> **Objective**
Format the part of the entries that opens with the line containing "Box the black legging." and runs through the end of the entries as a Markdown table with columns Num and Content, one numbered row per line, blank lines left out.

> **Data shown**
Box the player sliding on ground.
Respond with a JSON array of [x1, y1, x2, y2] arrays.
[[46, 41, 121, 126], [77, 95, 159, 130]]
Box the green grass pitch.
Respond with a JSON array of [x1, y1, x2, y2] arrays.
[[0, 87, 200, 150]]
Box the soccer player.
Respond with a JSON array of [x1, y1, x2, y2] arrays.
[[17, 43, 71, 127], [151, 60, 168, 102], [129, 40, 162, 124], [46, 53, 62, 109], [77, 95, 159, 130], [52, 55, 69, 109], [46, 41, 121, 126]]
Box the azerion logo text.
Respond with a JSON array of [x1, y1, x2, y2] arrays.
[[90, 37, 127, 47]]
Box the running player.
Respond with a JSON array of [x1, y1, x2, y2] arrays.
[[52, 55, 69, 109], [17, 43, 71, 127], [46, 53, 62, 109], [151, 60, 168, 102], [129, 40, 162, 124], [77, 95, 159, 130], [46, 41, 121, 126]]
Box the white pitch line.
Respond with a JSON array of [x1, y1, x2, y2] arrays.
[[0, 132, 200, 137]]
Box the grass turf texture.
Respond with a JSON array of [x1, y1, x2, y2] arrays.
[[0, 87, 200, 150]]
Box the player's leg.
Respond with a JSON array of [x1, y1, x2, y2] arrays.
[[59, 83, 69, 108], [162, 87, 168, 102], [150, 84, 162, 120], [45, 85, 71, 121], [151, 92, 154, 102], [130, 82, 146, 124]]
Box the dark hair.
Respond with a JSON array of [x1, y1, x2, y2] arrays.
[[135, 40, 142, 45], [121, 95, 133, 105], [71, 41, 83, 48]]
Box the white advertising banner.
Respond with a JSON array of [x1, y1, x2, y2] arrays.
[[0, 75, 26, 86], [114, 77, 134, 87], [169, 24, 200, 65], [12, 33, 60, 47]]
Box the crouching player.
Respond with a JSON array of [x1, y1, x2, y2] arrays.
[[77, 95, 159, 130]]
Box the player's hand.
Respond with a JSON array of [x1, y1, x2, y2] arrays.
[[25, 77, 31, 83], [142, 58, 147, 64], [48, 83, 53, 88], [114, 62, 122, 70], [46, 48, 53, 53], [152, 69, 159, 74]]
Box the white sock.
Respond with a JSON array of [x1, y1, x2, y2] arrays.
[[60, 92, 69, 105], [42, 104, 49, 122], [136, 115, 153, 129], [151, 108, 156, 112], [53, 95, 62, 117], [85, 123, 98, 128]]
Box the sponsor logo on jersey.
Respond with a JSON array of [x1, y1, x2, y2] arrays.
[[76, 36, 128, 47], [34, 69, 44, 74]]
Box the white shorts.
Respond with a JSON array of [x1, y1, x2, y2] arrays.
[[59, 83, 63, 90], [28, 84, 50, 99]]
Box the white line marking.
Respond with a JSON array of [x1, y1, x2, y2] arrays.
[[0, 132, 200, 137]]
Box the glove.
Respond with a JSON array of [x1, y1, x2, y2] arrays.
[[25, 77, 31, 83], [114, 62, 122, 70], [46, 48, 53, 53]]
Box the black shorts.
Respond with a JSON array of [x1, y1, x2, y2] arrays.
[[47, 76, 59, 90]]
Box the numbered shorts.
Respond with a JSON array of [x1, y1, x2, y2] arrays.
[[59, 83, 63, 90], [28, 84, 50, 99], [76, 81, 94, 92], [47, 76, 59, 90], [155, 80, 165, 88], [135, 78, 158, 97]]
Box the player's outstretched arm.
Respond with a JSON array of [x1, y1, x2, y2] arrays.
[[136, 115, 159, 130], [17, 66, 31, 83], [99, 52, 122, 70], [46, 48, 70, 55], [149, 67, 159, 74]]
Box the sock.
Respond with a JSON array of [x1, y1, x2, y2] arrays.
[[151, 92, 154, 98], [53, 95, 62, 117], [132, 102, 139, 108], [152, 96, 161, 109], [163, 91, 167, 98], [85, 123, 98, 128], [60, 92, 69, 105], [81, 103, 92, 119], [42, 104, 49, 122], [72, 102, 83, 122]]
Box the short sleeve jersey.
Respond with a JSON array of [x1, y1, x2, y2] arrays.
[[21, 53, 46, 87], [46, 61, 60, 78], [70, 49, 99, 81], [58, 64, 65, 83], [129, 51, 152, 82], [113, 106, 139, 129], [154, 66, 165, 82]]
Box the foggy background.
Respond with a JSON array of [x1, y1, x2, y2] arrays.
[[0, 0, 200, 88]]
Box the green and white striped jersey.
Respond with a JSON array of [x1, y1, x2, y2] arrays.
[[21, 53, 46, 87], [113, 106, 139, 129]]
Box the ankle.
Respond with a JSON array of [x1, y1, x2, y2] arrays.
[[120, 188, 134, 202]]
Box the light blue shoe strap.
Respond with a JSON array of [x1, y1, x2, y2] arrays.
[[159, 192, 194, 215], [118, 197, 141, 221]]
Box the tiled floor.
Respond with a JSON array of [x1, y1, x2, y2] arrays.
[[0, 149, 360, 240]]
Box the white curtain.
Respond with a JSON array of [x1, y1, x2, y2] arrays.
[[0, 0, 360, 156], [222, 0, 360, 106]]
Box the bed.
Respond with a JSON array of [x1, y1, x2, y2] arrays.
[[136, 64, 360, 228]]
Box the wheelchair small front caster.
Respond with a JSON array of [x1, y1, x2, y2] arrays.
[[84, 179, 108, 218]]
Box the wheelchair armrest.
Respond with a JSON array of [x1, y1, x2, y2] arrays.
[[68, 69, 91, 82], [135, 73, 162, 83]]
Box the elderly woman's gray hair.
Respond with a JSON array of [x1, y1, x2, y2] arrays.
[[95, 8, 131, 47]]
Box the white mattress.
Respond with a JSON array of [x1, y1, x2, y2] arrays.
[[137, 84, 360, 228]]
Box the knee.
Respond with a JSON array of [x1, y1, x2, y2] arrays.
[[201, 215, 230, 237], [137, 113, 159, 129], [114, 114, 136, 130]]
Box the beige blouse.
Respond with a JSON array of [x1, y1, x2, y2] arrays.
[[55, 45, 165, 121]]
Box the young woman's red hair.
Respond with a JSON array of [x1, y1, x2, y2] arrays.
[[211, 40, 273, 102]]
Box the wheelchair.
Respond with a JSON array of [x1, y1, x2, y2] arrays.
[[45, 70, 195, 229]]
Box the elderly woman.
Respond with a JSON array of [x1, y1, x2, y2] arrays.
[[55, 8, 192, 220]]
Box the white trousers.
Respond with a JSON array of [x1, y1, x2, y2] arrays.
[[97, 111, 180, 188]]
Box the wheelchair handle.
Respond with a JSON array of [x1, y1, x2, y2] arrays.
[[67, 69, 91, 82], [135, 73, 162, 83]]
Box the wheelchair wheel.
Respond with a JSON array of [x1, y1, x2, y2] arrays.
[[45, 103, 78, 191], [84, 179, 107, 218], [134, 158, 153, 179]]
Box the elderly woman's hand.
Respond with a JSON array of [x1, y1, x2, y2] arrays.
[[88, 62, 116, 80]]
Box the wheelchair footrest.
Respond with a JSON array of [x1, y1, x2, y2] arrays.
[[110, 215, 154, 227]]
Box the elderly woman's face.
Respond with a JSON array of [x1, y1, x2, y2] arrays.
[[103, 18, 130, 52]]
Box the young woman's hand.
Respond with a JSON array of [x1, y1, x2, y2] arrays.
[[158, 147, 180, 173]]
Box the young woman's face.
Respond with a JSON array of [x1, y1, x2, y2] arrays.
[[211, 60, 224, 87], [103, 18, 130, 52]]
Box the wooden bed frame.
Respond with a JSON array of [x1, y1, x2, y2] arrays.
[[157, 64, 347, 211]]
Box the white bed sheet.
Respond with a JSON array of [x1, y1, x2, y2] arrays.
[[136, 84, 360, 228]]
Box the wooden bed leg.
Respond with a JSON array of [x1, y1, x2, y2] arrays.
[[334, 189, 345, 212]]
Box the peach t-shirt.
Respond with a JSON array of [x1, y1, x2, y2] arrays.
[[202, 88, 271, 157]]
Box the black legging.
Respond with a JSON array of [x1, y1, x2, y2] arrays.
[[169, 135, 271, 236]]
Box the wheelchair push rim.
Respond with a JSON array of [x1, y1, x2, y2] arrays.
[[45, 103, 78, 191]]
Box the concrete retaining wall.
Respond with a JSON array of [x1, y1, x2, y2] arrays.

> **Written response**
| Num | Content |
|---|---|
| 1 | Box the black legging. |
| 2 | Respond with a JSON array of [x1, y1, x2, y2] arrays. |
| 3 | [[169, 135, 271, 236]] |
| 4 | Box the wheelchair push rim. |
| 5 | Respond with a JSON array of [x1, y1, x2, y2] arrays. |
| 6 | [[45, 103, 78, 191]] |
| 7 | Box the concrete retaining wall. |
| 8 | Respond with a JSON array of [x1, y1, x2, y2] arrays. |